Directions: From the entries below, copy out word for word the part that opens with the line containing "the white cloud" and closes with the line containing "x=597, y=196", with both of those lines included.

[Data pulled from a collection]

—————

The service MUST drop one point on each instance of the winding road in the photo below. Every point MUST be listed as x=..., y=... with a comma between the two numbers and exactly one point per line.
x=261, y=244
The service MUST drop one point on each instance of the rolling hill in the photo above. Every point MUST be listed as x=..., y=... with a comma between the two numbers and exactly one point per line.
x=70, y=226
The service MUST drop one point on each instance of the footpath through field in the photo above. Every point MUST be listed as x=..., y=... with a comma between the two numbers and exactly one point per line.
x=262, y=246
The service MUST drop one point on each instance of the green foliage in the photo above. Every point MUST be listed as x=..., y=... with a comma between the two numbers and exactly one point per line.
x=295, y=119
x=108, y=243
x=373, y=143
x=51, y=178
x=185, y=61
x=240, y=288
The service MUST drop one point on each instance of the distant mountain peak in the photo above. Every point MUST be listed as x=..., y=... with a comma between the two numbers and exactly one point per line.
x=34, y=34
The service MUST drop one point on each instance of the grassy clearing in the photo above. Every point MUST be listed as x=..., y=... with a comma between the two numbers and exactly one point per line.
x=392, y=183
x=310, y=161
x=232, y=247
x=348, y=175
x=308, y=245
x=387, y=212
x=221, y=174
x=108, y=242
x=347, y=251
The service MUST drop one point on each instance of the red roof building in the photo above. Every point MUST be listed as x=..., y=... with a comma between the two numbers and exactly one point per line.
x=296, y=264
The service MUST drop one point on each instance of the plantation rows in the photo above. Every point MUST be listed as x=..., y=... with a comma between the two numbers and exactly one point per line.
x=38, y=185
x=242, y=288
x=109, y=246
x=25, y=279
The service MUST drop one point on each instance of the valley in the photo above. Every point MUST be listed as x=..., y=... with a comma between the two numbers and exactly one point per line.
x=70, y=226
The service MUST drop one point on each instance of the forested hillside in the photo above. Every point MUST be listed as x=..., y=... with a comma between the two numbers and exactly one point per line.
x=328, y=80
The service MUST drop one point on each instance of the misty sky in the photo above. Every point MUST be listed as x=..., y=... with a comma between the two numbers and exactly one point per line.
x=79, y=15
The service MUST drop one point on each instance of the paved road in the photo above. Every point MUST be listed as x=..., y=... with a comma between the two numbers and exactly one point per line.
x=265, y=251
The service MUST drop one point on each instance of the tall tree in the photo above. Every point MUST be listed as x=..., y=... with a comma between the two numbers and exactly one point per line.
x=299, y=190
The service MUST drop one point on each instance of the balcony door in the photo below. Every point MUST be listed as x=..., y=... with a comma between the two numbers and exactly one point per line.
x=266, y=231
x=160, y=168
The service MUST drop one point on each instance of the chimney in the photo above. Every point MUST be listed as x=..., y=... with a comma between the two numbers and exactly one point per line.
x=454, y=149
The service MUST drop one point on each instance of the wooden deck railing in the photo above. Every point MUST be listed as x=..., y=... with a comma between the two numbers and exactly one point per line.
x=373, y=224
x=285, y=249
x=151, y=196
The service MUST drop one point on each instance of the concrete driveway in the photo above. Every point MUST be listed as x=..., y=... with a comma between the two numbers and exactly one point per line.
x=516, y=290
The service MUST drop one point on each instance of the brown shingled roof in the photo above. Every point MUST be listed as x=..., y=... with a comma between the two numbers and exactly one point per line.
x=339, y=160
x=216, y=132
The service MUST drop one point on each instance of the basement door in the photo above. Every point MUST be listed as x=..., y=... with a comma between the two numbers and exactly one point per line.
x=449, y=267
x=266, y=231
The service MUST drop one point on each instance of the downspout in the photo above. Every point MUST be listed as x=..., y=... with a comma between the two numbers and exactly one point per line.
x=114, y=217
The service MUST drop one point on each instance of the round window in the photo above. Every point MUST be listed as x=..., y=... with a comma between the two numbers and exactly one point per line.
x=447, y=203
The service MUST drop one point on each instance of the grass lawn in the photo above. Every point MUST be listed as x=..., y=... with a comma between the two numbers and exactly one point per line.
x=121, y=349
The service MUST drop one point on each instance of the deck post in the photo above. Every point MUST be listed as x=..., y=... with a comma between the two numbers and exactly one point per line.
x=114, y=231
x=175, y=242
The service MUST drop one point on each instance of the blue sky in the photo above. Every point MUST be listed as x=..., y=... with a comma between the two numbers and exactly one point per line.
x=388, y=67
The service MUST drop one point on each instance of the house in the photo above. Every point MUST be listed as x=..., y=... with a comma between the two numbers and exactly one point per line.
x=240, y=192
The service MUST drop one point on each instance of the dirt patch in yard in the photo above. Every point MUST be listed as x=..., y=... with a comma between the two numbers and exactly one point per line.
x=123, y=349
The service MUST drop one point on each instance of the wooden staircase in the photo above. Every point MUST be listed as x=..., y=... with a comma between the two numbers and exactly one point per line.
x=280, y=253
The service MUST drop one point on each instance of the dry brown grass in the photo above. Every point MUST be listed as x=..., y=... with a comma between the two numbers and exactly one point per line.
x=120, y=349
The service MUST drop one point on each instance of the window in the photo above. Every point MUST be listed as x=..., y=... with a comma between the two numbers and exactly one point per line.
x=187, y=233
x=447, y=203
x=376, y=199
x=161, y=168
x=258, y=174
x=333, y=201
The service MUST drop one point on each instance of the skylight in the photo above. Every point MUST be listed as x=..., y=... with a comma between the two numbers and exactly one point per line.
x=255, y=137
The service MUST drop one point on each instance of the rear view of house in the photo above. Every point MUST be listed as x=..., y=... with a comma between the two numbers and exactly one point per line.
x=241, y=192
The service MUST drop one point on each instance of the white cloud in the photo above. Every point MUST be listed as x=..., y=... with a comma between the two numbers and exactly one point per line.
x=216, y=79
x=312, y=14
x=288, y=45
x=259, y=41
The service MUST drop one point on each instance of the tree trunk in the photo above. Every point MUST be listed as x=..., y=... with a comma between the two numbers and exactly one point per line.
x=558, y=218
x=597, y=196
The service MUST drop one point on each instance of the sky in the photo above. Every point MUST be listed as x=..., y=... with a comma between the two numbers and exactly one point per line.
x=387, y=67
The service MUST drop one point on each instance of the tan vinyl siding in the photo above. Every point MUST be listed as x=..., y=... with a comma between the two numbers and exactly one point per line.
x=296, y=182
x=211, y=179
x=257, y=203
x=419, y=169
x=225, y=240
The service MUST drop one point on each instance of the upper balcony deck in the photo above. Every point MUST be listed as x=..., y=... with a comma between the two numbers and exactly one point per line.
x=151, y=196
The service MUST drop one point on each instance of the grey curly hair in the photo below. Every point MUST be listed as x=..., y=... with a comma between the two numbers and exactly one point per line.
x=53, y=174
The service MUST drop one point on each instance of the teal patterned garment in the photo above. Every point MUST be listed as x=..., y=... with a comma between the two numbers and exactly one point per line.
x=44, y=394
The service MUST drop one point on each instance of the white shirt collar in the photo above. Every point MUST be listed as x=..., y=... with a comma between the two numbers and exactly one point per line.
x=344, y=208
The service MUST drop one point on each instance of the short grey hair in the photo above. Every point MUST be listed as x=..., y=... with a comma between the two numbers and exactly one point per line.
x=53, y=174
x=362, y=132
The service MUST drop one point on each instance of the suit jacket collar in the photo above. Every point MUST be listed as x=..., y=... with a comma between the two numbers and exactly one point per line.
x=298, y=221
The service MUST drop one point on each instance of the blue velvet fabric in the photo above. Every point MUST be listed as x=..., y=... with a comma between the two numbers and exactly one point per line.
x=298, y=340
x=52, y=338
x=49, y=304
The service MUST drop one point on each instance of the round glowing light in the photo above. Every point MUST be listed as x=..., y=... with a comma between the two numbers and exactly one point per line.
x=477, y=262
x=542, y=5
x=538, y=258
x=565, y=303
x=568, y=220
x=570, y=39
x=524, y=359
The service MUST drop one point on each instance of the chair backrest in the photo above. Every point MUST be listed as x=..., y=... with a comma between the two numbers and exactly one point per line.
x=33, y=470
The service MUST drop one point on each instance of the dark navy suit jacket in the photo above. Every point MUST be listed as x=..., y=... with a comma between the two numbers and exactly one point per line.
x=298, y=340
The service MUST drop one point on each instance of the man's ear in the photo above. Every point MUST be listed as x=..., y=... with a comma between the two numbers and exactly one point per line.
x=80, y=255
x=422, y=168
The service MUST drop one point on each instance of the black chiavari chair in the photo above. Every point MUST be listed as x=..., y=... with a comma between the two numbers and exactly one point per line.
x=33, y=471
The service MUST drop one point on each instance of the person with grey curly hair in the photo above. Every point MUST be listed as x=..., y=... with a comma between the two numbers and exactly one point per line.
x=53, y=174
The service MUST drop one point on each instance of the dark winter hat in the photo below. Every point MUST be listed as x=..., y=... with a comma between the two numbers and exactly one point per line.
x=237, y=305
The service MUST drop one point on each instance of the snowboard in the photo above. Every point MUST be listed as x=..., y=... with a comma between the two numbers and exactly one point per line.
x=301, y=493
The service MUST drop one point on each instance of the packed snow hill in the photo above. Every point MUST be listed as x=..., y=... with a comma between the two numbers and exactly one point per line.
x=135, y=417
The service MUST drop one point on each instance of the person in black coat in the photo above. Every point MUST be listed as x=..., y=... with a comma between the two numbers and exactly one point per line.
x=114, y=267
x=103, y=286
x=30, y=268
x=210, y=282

—————

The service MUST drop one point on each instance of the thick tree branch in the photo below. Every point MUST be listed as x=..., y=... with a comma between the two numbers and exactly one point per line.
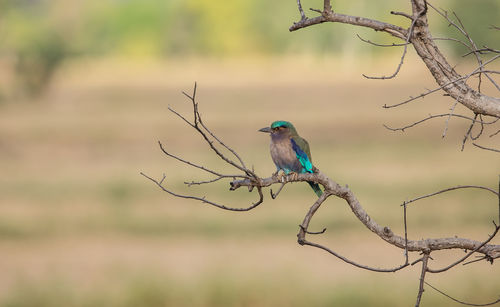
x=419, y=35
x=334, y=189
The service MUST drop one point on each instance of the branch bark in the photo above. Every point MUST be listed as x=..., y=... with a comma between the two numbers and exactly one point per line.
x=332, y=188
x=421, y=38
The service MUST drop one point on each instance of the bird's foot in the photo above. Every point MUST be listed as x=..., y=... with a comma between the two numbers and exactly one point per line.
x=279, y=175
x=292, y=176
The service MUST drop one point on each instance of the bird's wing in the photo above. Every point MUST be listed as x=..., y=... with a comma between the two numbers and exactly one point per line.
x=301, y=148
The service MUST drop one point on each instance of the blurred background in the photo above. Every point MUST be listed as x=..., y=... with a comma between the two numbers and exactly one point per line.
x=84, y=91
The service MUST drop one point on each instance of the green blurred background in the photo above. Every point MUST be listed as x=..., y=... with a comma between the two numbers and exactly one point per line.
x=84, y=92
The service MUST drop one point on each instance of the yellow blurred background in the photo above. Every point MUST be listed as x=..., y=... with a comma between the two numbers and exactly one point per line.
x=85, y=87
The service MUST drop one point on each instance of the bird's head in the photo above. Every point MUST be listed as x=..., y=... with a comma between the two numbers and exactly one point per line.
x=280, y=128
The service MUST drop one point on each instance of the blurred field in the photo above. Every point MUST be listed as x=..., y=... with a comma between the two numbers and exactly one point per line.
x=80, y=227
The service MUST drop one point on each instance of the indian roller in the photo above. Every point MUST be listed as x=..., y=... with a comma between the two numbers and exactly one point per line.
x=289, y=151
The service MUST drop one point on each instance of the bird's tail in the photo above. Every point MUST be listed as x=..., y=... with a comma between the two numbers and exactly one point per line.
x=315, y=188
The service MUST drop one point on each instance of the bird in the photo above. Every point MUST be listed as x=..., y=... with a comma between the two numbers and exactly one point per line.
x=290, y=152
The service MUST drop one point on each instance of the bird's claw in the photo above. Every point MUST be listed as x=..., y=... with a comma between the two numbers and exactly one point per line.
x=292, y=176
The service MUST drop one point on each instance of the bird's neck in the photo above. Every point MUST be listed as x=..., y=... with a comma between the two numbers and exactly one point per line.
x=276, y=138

—————

Correct output:
The service MUST drop one point on each instance of the white cloud in the photo above. Every point MUST be listed as x=..., y=... with a comma between the two numbers and exactly one point per line.
x=216, y=79
x=312, y=14
x=288, y=45
x=259, y=41
The service MUST drop one point on each instance of the tree trunk in the photo above. Every point MUST be listed as x=..., y=... with a comma between the two numbers and exactly one point per line.
x=558, y=218
x=597, y=196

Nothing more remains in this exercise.